**EXERCISE INSTRUCTIONS:** Write out each line of the entries below as a numbered list, skipping any blank lines and leaving the pictures out.

**MATERIAL PROVIDED:**
^^^^

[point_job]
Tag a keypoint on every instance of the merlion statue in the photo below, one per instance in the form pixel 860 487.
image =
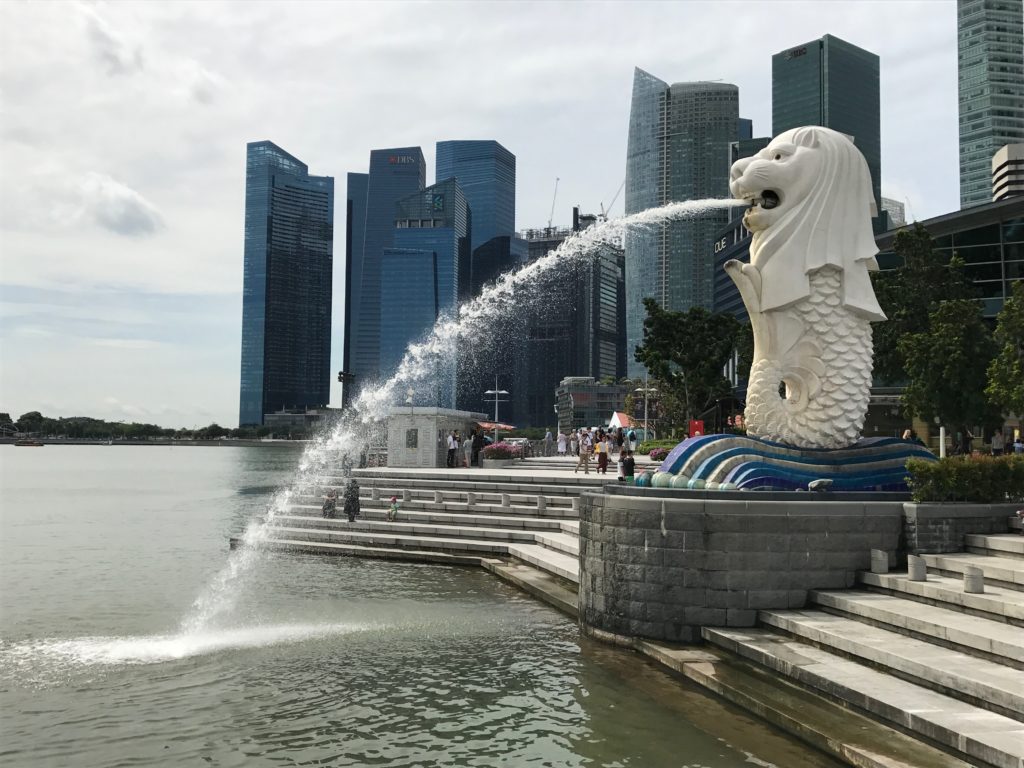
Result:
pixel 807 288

^^^^

**REPLY TO THE TASK:**
1. [point_job]
2. Tag a keypoint on every instance of the merlion statue in the photo below, one per instance in the form pixel 860 487.
3. image =
4. Result:
5. pixel 807 288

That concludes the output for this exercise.